ITEM 5.02 DEPARTURE OF DIRECTORS OR CERTAIN OFFICERS;
ELECTION OF DIRECTORS; APPOINTMENT OF CERTAIN OFFICERS;
COMPENSATORY ARRANGEMENTS OF CERTAIN OFFICERS
(e) The Company entered into an Amendment, dated May 1, 2009, to
the Employment Agreement of William E. Saxelby, President and
Chief Executive Officer of the Company. The Company and Mr.
Saxelby are parties to an Employment Agreement dated as of
September 28, 2005. The Employment Agreement provides that if
Mr. Saxelby is employed by the Company on September 28, 2010
(or if his employment terminates prior to that date under
certain circumstances described in the Employment Agreement),
he is entitled to receive a supplemental pension under the
Company's Supplemental Key Executive Retirement Plan (the
"SERP"), calculated as if he had completed 20 years of service
with the Company (the "Supplemental SERP Benefit").
The Company, effective March 31, 2009, amended the SERP with
respect to Mr. Saxelby to provide that the SERP became a
"frozen plan" and that all benefit accruals thereunder ceased
as of such date. The Amendment to Mr. Saxelby's Employment
Agreement provides that the Supplemental SERP Benefit will be
provided under a defined contribution nonqualified deferred
compensation plan maintained by the Company (the "NQ Excess
Plan") instead of under the SERP. To effectuate this, the
Amendment provides that on September 28, 2010 (or an earlier
date if his employment terminates prior to that date under the
circumstances referenced above under which Mr. Saxelby would
have been eligible for the Supplemental SERP Benefit), the
Company shall credit $1,323,684 to Mr. Saxelby's account in the
NQ Excess Plan. This amount reflects the expected then present
value of the Supplemental SERP Benefit. Distribution of the
Supplemental SERP Benefit shall be made in the form of a life
annuity, subject to terms outlined in the Amendment to the
Employment Agreement. The Amendment also provides that Mr.

────────────────────

_GIVEN INSTRUCTION 1_
Using the filing excerpt, explain in one to three sentences why the Company will credit $1,323,684 to Mr. Saxelby's account in the NQ Excess Plan.
_GIVEN INSTRUCTION 2_
Pick up the filing excerpt on Mr. Saxelby's employment agreement amendment from its final words and keep writing.
The listing has no connection to the filing excerpt.

_DATASET EXTRACT_
────────────────────

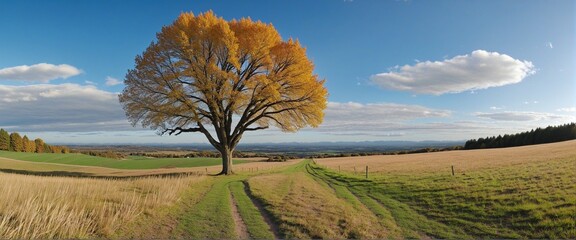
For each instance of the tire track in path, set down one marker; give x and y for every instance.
(239, 225)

────────────────────

_TASK RESULT 1_
The credit carries out the Amendment's provision that the Supplemental SERP Benefit will be provided under the NQ Excess Plan instead of under the SERP. The amount reflects the expected then present value of the Supplemental SERP Benefit.

_TASK RESULT 2_
Saxelby's benefit under the SERP shall be cancelled as of the
date the Company credits the amount described above to Mr.
Saxelby's account in the NQ Excess Plan.
This disclosure is qualified in its entirety by reference to
the complete Amendment to the Employment Agreement filed as
Exhibit 10.1 to this current report on Form 8-K.
ITEM 9.01 FINANCIAL STATEMENTS AND EXHIBITS
(d) Exhibits.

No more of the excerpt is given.